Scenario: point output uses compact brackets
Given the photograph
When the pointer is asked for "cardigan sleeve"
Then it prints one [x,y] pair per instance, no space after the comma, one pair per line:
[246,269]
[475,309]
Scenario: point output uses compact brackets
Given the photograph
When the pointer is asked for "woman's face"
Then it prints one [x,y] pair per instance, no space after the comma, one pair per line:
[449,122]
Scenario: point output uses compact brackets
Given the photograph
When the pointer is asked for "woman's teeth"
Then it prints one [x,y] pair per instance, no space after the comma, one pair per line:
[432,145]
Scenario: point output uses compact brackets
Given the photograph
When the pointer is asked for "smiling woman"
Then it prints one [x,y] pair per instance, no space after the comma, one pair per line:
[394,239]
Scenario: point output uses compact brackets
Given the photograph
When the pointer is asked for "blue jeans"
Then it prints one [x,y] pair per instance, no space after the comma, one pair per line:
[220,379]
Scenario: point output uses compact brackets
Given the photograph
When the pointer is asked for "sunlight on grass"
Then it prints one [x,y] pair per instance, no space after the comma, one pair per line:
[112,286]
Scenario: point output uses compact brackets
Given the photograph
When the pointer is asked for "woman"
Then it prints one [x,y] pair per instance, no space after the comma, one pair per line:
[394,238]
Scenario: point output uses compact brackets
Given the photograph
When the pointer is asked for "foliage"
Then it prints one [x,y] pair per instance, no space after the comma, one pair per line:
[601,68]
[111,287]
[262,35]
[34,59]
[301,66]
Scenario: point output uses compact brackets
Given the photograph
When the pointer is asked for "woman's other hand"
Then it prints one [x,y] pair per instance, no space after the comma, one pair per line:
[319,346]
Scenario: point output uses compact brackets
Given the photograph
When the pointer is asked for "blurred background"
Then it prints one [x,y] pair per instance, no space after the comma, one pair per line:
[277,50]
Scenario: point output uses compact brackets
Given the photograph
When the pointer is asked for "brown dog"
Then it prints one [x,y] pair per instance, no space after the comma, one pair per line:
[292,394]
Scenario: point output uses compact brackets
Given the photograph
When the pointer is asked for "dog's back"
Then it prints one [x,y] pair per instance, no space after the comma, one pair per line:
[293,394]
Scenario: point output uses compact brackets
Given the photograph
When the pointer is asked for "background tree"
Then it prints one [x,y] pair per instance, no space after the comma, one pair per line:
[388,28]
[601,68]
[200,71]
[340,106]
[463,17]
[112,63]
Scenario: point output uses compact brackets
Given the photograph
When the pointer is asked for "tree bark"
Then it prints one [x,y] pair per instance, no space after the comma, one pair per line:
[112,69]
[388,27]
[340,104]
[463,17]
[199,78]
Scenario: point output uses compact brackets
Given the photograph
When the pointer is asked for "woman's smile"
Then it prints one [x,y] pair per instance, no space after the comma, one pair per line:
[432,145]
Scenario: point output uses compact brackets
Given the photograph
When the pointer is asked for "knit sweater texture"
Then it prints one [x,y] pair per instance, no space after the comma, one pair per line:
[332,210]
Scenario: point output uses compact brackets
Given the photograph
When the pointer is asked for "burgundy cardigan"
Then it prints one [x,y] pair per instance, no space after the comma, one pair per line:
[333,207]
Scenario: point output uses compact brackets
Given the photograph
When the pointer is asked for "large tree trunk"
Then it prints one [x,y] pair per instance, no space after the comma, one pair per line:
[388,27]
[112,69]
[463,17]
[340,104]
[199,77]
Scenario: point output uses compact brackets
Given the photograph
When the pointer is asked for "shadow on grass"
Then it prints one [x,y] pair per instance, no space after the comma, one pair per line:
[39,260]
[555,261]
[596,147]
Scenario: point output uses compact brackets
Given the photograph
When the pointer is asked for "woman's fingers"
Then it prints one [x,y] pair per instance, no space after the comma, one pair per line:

::::::

▶ About this task:
Repeat the material from above exactly, word for word.

▶ Your solution:
Scenario: point output uses compact brackets
Given the photograph
When the pointer is asked for "cardigan sleeve"
Then it prints one [x,y] pair per instance, no space after the comma, one pair per line:
[246,269]
[475,309]
Scenario: point output uses compact brackets
Given the photograph
When the pointer is asked for "woman's face"
Then it prints one [x,y] pair per instance, no space after the comma, one pair per line:
[449,122]
Scenario: point output uses compact brackets
Given the photograph
When the pointer is asked for "woman's teeth"
Then it prints one [x,y] pair per instance, no space after the comma, one pair per line:
[432,145]
Scenario: point output uses compact brackets
Given the photograph
When the pointer is asked for "smiling woman"
Then it prints one [x,y] pair per instance, no space after the comma, one pair per line:
[394,239]
Scenario: point output uses compact brackets
Given the photograph
When the pointer is asked for "blue jeans"
Then it prints one [x,y] pair per instance, no space after the comma, one pair per line:
[220,379]
Scenario: point output uses compact brackets
Given the photograph
When the pointer is asked for "sunlight on grass"
Then it prints one [x,y] pair per instance, no space after the comma, one pair per line:
[112,286]
Scenario: point output uses compact brackets
Given the photograph
When the pointer is asked for "woman"
Then it prints one [x,y] pair per instance, no space after the comma, one pair per line:
[394,238]
Scenario: point output uses compact brackets
Given the photograph
When the pointer is asked for "foliage"
Then it prints one [x,y] pair per instance, no space after the comma, one pair per line:
[601,68]
[111,287]
[262,35]
[34,59]
[301,66]
Scenario: point output uses compact brackets
Given the photograph
When the pointer is asked for "woman's other hand"
Then it prints one [x,y] pair per instance, no space after the comma, one pair per line:
[319,346]
Scenario: point output uses compact brackets
Given the photograph
When the pointer is asked for "blurred background"
Then it prints one [x,y] pair per instance, no space after the comma, one pair per line:
[277,50]
Scenario: point output uses compact brackets
Given the photograph
When the pointer is asked for "brown dog"
Then it prints one [x,y] pair per instance, no space after the comma, one pair per line:
[292,394]
Scenario: point output uses compact brackets
Given the photograph
When the pointer is asked for "dog's back"
Then it prints one [x,y] pair per instance, no space after the comma, one pair per line:
[293,394]
Scenario: point output uses compact brackets
Given the photograph
When the pointer is asked for "background tree"
Then it prints one [x,y] pair per instance, no space after the comma, one pair per line:
[388,28]
[601,68]
[200,71]
[340,106]
[463,17]
[112,63]
Scenario: point output uses compact brackets
Given the photograph
When the pointer is asked for "tree bark"
Then it prints one [x,y] pair per instance, no space after the comma, one pair per line:
[112,69]
[388,27]
[340,104]
[463,17]
[199,78]
Scenario: point output uses compact brackets
Given the photograph
When the pointer is asked for "woman's smile"
Then it prints one [x,y] pair per instance, no space after the comma, one pair per line:
[432,145]
Scenario: point output uses compact brackets
Given the photograph
When the pointer is asked for "knit sweater texture"
Then it prints one [x,y] pair per instance, no space after the comma, one pair per line:
[332,210]
Scenario: point output uses compact brackets
Given the photograph
When the pointer is asked for "burgundy cardigan"
Then it prints one [x,y] pair per instance, no space after the comma, one pair per line:
[333,207]
Scenario: point output uses compact brackets
Given the photograph
When the pointer is asked for "large tree trunk"
Then it prints one [x,y] pair per instance, no space after the comma, one pair per line:
[388,27]
[112,69]
[463,17]
[340,104]
[199,77]
Scenario: point output uses compact brackets
Given the photograph
When the pointer is asked for "shadow on grass"
Then it prints one [x,y] pair per instance, no space after the comma, one pair per line:
[39,260]
[555,261]
[596,147]
Scenario: point output uses compact brackets
Given the photograph
When the pointer is asked for "woman's fingers"
Then it prints one [x,y] pair per instance, no space after the comma, one pair per line:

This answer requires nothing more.